▶ CHALLENGE
Set down exactly the lines that run from the line with "If you could tag each instance of the bed in" to the end of the data, and nothing else.

▶ RECORDED DATA
-*-
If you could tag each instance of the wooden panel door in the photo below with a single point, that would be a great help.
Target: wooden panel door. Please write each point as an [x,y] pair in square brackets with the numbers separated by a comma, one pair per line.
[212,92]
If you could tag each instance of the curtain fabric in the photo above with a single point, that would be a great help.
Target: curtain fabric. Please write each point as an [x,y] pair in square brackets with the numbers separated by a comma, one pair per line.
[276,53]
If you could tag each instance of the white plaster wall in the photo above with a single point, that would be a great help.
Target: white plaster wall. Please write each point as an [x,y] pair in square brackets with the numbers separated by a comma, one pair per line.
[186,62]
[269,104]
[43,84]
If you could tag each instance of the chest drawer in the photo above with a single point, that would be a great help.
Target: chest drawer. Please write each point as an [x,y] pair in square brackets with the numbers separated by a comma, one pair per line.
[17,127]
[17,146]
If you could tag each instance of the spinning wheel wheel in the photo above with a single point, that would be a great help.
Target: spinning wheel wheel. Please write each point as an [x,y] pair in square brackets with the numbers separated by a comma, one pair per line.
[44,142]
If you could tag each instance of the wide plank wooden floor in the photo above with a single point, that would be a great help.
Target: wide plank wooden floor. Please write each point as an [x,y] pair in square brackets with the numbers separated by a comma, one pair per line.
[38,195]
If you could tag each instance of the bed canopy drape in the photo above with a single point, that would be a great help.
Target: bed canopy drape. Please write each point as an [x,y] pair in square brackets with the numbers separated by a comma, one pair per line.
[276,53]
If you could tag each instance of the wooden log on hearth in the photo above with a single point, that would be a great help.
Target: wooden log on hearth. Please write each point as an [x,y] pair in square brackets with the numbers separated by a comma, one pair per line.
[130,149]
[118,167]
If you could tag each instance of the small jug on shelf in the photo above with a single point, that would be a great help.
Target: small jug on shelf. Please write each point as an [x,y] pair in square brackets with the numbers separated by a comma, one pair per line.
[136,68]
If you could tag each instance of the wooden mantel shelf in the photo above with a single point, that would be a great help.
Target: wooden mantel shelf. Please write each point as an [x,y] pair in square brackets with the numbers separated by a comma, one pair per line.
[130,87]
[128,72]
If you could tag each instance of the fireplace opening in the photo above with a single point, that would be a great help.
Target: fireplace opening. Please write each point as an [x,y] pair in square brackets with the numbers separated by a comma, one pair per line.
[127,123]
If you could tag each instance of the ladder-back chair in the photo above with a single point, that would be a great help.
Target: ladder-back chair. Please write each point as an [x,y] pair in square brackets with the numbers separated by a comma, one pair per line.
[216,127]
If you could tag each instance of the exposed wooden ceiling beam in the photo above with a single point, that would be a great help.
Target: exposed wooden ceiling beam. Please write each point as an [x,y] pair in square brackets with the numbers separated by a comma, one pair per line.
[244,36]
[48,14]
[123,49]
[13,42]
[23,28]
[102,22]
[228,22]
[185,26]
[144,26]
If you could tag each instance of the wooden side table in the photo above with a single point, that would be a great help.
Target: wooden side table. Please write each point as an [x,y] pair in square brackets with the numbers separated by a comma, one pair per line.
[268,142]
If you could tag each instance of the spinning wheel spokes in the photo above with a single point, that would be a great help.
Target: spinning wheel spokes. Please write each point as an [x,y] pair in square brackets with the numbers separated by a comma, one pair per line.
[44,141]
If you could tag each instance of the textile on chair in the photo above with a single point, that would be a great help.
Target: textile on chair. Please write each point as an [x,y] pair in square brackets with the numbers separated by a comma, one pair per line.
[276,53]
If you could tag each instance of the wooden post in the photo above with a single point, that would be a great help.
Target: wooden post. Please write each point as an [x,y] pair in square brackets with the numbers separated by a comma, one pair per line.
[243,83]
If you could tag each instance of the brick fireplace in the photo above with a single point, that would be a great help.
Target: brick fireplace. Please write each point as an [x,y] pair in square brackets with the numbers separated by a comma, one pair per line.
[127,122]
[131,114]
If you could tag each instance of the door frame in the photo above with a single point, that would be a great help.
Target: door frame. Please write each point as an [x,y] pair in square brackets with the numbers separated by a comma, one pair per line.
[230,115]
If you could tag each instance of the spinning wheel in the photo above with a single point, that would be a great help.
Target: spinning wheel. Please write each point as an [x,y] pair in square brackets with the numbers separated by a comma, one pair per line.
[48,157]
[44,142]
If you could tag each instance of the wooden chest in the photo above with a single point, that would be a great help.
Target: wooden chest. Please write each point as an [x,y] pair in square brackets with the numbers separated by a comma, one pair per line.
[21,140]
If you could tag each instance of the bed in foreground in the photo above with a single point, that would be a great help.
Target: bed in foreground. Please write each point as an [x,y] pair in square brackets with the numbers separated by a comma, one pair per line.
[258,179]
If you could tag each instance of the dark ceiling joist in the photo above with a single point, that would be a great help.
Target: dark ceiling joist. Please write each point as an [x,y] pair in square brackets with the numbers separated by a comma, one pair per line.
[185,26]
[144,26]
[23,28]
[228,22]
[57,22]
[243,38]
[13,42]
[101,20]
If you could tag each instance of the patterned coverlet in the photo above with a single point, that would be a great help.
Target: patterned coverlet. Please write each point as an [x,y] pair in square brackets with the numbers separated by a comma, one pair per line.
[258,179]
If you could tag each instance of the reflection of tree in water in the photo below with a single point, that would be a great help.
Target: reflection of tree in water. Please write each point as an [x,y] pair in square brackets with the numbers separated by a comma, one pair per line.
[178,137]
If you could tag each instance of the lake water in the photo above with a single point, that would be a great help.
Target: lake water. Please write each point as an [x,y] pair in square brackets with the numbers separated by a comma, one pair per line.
-*-
▶ EXERCISE SOLUTION
If you could tag each instance of the bed in foreground in the photo above with a single point, that would be a great help.
Target: bed in foreground. Please write each point as an [x,y] pair in square brackets with the numbers separated by a comma, one pair per line.
[258,179]
If you could tag each instance of the dark ceiling joist in the photo above with a single point, that would be a great help.
Target: dark ceiling joist. Please write each point as an [x,y] pair in square brackets with the numbers separated by a comma, one pair per line.
[185,26]
[144,26]
[23,28]
[228,22]
[57,22]
[243,38]
[13,42]
[101,20]
If you could tag each instance of the patterned coverlet in the photo above with a single point, that would be a great help.
Target: patterned coverlet. Please write each point as an [x,y] pair in square brackets with the numbers separated by a comma, one pair per line.
[258,179]
If you could tag each instance of the reflection of tree in water in the photo below with a single point, that would be a great help.
Target: reflection of tree in water. Please write each point as an [x,y] pair in square brackets with the numbers separated by a comma, one pair per line.
[178,137]
If you could tag each instance of the lake water in the photo above with a single point, that would be a great help.
Target: lake water. Please write each point as an [x,y] pair in square brackets with the numbers separated by a comma, one pair per line.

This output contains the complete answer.